_EXERCISE INSTRUCTIONS_
Reproduce exactly the lines below from the one containing "Target: zebra crossing" through the one containing "Could you identify the rectangular", including both, and nothing else.

_INPUT_
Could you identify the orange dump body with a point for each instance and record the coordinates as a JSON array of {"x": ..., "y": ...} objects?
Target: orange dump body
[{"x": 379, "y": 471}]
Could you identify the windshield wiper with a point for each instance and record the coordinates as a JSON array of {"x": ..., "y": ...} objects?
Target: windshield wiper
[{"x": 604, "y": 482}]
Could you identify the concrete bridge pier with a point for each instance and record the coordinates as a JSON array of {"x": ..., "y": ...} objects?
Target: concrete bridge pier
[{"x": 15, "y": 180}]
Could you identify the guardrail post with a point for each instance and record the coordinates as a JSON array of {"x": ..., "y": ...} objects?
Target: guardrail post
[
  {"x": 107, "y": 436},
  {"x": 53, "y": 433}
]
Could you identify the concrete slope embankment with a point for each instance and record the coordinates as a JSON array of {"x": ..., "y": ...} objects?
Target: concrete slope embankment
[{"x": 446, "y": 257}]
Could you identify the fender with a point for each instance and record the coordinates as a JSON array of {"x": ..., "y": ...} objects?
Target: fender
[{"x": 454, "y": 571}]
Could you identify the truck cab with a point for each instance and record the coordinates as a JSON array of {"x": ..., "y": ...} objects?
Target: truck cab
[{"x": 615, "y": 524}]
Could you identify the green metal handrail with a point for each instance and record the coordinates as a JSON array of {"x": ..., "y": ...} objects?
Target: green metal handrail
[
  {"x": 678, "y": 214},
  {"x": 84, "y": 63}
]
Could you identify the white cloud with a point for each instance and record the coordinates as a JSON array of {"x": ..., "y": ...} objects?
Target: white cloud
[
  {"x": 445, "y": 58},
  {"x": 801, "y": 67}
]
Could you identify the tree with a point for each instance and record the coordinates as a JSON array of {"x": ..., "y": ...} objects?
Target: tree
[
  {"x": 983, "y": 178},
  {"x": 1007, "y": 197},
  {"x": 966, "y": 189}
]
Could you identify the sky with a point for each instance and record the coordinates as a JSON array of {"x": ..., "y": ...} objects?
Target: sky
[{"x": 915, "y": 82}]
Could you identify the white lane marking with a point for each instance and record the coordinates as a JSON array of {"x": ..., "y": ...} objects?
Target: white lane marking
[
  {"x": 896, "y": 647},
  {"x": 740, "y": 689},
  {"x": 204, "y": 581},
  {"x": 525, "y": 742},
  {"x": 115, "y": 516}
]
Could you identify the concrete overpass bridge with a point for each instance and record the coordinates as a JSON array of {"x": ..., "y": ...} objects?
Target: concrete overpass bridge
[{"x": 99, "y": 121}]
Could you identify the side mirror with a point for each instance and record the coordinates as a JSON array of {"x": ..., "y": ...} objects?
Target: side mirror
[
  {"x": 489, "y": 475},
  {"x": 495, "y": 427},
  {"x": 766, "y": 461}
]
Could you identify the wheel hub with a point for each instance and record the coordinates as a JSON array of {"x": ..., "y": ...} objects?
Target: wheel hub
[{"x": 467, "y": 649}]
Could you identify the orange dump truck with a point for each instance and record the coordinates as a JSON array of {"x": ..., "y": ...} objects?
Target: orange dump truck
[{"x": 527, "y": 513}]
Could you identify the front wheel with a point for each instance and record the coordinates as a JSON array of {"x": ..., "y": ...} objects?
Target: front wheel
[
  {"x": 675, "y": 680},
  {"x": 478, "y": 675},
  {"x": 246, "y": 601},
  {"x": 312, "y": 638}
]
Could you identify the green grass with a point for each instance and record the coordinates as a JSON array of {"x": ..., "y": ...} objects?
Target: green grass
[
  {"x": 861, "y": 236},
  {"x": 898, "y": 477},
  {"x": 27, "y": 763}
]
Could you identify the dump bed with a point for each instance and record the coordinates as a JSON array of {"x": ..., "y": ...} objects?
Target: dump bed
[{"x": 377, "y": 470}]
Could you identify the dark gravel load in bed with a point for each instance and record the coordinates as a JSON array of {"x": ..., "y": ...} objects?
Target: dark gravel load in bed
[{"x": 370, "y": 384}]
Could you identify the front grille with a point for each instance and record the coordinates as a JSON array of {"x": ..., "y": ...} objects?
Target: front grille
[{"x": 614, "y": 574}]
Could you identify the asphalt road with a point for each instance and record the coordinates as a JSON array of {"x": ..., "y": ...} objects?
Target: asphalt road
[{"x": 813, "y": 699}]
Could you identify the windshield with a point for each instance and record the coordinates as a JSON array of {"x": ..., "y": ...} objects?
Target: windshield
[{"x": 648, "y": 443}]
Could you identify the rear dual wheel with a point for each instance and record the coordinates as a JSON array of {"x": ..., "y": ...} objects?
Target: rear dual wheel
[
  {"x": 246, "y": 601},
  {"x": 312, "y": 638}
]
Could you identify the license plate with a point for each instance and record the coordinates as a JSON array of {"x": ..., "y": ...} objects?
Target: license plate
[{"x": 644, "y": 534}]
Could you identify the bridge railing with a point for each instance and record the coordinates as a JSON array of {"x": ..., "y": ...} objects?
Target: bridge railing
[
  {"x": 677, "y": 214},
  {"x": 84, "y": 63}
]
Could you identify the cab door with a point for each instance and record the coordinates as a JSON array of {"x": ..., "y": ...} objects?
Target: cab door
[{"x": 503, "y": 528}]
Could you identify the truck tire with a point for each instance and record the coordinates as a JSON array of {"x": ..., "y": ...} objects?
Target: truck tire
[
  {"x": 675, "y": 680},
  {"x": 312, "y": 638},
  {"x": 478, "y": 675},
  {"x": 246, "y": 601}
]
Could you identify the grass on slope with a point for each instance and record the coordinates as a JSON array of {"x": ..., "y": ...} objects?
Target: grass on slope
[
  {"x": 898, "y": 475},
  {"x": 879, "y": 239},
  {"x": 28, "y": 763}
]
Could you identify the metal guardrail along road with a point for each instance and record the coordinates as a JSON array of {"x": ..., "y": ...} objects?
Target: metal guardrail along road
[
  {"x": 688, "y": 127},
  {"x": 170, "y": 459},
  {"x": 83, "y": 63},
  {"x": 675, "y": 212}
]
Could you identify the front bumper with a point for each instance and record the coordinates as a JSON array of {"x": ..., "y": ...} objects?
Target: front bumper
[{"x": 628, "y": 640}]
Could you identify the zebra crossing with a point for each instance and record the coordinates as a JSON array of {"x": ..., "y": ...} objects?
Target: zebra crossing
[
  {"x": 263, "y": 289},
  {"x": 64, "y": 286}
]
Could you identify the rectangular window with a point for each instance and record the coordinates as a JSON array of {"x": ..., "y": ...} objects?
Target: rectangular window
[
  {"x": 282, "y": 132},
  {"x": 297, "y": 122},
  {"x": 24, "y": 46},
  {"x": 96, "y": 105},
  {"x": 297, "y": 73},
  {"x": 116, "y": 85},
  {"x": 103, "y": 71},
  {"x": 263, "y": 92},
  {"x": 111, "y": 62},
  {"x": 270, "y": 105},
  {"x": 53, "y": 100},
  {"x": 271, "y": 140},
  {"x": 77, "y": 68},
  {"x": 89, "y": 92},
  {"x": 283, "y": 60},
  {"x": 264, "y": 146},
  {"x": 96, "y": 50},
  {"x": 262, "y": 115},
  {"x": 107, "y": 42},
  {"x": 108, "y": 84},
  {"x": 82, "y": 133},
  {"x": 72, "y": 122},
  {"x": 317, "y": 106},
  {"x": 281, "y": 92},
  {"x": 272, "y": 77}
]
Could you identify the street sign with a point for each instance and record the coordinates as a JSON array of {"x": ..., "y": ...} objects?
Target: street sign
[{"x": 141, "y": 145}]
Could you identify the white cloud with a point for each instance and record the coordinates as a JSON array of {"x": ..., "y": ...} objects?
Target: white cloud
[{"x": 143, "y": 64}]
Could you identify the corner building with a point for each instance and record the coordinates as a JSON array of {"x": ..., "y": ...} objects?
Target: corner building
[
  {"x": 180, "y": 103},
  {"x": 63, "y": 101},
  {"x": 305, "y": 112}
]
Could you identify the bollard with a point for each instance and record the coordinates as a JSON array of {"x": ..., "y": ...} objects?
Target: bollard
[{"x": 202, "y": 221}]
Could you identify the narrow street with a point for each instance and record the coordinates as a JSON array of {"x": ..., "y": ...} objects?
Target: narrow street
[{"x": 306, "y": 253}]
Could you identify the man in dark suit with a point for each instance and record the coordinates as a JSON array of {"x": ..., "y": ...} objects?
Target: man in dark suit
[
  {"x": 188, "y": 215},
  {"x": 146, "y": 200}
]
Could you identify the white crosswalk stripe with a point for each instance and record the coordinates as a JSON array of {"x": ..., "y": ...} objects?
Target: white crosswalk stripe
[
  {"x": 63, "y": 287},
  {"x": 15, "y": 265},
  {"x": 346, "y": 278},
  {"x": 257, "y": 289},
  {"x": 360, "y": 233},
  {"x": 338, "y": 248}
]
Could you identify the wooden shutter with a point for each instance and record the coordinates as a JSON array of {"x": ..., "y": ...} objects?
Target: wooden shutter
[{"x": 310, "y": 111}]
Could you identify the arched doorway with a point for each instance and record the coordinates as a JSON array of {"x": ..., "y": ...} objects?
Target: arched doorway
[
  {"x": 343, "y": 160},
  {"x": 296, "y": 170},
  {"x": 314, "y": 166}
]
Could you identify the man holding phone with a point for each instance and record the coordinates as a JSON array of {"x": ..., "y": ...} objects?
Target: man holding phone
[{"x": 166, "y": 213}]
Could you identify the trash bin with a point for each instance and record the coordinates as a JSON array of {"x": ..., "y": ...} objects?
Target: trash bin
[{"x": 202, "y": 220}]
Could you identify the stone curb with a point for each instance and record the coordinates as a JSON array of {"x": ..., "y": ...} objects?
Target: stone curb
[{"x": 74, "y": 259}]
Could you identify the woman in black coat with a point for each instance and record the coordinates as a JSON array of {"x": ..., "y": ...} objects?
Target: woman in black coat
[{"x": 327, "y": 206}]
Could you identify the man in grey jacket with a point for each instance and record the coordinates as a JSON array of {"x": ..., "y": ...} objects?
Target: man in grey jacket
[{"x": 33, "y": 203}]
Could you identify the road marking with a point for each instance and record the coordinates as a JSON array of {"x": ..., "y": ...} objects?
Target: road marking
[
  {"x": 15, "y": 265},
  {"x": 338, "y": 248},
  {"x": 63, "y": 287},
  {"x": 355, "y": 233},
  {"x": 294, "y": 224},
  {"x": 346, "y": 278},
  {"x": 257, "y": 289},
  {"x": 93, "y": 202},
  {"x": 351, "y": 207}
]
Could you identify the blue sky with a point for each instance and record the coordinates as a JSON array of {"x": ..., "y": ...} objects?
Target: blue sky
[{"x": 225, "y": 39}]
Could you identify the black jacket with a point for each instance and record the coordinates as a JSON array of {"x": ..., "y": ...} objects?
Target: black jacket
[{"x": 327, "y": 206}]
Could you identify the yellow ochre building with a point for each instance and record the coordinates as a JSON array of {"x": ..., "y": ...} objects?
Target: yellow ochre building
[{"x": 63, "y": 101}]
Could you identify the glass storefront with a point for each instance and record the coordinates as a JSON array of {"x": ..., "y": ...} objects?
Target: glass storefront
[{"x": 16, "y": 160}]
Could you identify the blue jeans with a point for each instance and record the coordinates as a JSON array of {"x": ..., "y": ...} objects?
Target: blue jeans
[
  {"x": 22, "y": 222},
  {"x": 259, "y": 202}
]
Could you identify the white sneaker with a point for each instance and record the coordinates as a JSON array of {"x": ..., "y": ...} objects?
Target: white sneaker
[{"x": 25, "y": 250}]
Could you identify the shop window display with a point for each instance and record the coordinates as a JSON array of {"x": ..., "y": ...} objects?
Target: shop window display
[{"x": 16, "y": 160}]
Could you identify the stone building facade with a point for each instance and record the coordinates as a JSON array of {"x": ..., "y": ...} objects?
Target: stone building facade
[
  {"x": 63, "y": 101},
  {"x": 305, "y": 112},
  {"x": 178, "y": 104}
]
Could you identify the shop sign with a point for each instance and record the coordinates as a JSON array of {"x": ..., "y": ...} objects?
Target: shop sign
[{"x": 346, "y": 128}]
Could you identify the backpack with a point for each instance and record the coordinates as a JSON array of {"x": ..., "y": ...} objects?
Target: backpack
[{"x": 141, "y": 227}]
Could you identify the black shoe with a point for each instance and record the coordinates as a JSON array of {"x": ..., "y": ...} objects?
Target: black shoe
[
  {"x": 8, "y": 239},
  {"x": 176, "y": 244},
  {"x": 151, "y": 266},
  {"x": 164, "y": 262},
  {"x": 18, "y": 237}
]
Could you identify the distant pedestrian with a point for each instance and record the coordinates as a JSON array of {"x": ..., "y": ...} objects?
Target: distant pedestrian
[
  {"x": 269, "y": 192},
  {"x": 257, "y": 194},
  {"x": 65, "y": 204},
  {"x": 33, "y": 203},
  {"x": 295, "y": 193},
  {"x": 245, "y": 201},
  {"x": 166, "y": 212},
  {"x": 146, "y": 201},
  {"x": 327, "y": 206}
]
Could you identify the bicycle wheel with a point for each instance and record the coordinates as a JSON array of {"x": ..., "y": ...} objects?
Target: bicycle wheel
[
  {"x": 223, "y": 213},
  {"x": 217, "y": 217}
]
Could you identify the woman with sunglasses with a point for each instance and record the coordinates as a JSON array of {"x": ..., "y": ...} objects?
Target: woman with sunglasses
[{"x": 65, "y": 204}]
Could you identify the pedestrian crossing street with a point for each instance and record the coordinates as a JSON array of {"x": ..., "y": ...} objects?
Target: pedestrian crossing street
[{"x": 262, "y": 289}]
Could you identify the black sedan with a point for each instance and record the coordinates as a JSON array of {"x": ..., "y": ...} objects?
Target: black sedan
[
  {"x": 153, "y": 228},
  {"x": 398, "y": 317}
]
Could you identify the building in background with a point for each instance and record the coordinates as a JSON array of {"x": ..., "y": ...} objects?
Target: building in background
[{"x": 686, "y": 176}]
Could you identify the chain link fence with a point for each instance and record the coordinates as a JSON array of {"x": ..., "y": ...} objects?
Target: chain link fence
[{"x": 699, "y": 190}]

_COMPLETED EXERCISE_
Target: zebra crossing
[
  {"x": 263, "y": 289},
  {"x": 64, "y": 286}
]
Could you identify the rectangular window with a point for each instance and record the coordinates as a JSON array of {"x": ..., "y": ...} objects?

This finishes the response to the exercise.